RECORD LIST:
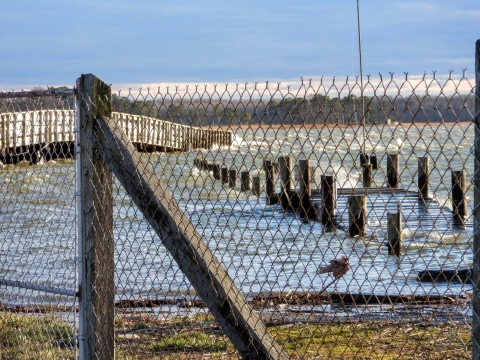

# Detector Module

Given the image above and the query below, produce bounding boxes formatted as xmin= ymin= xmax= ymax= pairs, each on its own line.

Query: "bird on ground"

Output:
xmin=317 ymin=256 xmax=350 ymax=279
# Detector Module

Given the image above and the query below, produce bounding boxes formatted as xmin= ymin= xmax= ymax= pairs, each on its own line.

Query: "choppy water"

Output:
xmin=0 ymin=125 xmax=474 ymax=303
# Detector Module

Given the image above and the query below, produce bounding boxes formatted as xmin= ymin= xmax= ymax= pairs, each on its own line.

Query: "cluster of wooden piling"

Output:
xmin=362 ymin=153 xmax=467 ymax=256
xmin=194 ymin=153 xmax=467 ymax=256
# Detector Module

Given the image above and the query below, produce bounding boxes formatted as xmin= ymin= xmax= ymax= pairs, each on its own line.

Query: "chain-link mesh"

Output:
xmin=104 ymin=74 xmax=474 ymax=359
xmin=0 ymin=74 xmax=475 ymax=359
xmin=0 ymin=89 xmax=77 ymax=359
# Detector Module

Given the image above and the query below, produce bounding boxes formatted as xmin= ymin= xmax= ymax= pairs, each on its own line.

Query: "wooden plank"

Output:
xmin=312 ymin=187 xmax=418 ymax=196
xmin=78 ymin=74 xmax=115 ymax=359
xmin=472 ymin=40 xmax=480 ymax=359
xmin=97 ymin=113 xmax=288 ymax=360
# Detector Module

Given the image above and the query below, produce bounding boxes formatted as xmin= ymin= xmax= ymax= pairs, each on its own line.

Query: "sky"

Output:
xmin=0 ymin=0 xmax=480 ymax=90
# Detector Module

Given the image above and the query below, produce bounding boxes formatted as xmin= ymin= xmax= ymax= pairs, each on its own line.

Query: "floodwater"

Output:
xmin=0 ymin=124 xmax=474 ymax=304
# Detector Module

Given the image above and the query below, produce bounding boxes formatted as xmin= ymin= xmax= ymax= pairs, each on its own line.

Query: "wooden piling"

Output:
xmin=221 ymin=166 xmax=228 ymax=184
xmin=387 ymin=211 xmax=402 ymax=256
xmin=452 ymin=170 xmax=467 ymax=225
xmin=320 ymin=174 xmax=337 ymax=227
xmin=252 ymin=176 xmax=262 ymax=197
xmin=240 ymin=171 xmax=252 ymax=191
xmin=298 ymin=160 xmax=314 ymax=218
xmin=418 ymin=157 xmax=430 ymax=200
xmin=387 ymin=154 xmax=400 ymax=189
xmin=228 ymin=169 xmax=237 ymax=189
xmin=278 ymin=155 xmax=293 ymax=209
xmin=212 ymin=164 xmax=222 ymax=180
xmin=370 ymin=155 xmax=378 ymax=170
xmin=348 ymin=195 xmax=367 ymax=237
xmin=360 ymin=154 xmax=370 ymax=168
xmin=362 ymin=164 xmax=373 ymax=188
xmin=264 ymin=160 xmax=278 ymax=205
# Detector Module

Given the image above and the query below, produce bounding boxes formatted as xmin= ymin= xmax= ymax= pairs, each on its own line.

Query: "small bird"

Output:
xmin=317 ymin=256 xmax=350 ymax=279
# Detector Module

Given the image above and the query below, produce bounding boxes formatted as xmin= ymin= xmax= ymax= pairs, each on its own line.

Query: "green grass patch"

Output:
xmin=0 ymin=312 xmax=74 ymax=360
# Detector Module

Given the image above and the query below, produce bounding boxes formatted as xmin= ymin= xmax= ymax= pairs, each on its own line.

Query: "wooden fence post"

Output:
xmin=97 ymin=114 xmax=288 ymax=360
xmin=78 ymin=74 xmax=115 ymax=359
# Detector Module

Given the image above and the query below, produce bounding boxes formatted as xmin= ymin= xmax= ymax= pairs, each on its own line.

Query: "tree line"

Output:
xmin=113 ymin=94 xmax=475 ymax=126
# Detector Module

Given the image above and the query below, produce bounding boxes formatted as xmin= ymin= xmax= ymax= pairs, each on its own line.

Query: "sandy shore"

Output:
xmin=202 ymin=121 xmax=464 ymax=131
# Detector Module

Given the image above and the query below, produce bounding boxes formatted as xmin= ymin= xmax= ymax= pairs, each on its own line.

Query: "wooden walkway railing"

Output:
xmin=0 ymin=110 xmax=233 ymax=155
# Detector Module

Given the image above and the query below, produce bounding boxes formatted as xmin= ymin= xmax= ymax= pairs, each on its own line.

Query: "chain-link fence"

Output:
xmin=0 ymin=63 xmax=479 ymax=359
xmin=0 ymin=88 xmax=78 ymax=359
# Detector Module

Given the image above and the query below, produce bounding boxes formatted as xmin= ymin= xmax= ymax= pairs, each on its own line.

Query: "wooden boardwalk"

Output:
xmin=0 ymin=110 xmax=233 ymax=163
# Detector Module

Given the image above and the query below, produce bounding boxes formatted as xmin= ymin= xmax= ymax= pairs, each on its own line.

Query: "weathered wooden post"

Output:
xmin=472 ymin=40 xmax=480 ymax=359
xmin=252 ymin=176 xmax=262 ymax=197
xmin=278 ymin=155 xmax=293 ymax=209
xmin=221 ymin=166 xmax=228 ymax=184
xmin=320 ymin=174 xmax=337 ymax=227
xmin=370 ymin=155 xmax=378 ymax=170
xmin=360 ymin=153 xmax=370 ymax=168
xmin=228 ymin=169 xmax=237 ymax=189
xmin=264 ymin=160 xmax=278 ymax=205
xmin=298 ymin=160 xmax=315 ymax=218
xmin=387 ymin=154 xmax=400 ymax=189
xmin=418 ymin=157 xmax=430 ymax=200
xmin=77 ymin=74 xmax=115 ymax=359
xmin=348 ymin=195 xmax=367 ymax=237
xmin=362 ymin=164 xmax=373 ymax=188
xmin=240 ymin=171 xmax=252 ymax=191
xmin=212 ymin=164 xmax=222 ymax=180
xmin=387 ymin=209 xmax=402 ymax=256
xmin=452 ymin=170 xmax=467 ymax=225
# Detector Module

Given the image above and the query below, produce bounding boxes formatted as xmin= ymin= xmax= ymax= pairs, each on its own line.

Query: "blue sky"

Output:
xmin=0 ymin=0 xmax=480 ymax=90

WHAT THE TASK ASKS: Show every line of the listing above that contains the word "piling", copying each one unchanged.

OUTPUT OF THE TASK:
Query: "cluster of wooden piling"
Query: "wooden piling"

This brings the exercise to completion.